**What is asked:**
a) Can you repeat, word for word, the entries in the stretch from the line containing "point: the aflw" through the last of the entries?
b) Could you continue the podcast episode notes about A Wizard of Earthsea from the point where they stop?

**Document excerpt:**
Episode #10: Mark Coatney on A Wizard of Earthsea by Ursula K. Le Guin
Mark Coatney, long-suffering digital media pioneer (Time! Newsweek! Tumblr! Al Jazeera!), gets me to finally read a novel by Ursula K. Le Guin and I loved it. Topics include our changing world, what the world is for, preindustrial longing, why we should maybe recognize that media companies are ephemeral things, the perils and pitfalls of power, lame AI, floating orbs of light, humans imitating machines, why humans like things, leaky boats as a metaphor for a lot of software, and the fact that any human power can be changed by human beings – including, possibly, the power contained within ourselves.
Many thanks to Mark for coming out to record with me at Yale. Huge treat to get some time with him in real life.
Tons of shownotes!

**Input material:**
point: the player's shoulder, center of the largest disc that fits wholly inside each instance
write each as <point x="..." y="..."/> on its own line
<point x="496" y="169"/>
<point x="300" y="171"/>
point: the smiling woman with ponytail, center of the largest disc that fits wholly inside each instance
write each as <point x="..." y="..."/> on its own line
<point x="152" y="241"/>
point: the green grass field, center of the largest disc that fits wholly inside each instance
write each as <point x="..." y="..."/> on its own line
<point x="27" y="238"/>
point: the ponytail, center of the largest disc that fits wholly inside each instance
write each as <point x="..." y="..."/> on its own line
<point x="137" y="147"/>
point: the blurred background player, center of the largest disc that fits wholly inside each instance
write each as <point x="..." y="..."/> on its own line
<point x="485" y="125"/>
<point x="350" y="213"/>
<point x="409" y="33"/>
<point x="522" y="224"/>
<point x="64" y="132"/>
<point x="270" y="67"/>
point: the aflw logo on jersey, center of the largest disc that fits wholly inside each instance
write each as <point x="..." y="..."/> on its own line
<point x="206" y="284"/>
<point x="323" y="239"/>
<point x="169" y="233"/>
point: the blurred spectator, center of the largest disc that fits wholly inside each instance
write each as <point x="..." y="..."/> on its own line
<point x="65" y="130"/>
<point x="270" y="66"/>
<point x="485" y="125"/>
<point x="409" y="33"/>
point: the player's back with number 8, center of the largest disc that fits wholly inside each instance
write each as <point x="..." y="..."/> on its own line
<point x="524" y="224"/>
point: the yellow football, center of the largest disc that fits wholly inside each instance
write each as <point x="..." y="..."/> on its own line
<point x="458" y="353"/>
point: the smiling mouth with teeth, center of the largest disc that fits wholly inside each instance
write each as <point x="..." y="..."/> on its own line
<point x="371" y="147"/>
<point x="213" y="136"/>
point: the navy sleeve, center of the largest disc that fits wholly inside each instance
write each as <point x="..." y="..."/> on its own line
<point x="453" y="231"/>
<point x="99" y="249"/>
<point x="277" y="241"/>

**Responses per task:**
a)
point: the aflw logo on jersey, center of the largest disc that fits wholly inside each instance
write each as <point x="..." y="..."/> on its own line
<point x="206" y="284"/>
<point x="323" y="239"/>
<point x="169" y="233"/>
point: the blurred spectator, center of the largest disc that fits wholly inside each instance
write each as <point x="..." y="..."/> on its own line
<point x="65" y="130"/>
<point x="270" y="66"/>
<point x="485" y="125"/>
<point x="409" y="33"/>
point: the player's back with number 8, center of the largest disc that fits wholly inside each instance
write each as <point x="..." y="..."/> on its own line
<point x="524" y="224"/>
point: the yellow football, center of the largest disc that fits wholly inside each instance
write each as <point x="..." y="..."/> on its own line
<point x="458" y="353"/>
point: the smiling mouth with teeth, center of the largest disc that fits wholly inside each instance
write each as <point x="..." y="..."/> on its own line
<point x="371" y="147"/>
<point x="213" y="136"/>
point: the navy sleeve, center of the largest disc that fits wholly inside each instance
write each as <point x="..." y="..."/> on its own line
<point x="453" y="231"/>
<point x="99" y="249"/>
<point x="277" y="241"/>

b)
- The passage from Analogia by George Dyson that I refer to: “The Apache was a hard foe to subdue,” according to John Gregory Bourke, “not because he was full of wiles and tricks and experienced in all that pertains to the art of war, but because he had so few artificial wants and depended almost absolutely on what his great mother – Nature – stood ready to supply. Our government had never been able to starve any of them until it had them placed on a reservation.”
- Tales of the Tyrant, the story about Saddam Hussein mentioned by Mark.
- Parable of the Sower by Octavia Butler
- Social media and the Arab Spring
- Facebook’s Oversight Board
- Biz Stone’s tweet revealing the weight of having to deal with Twitter accidentally becoming a non-state actor
- Planetary Boundaries
- Le Guin’s acceptance speech for the National Book Foundation Medal, which includes this phenomenal passage: “We live in capitalism, its power seems inescapable – but then, so did the divine right of kings. Any human power can be resisted and changed by human beings. Resistance and change often begin in art. Very often in our art, the art of words.”
- Simon Willison on NotebookLM’s AI podcast generator
- Mark’s (is it really Mark’s?) NotebookLM-generated podcast about Ted Chiang’s “The Great Silence”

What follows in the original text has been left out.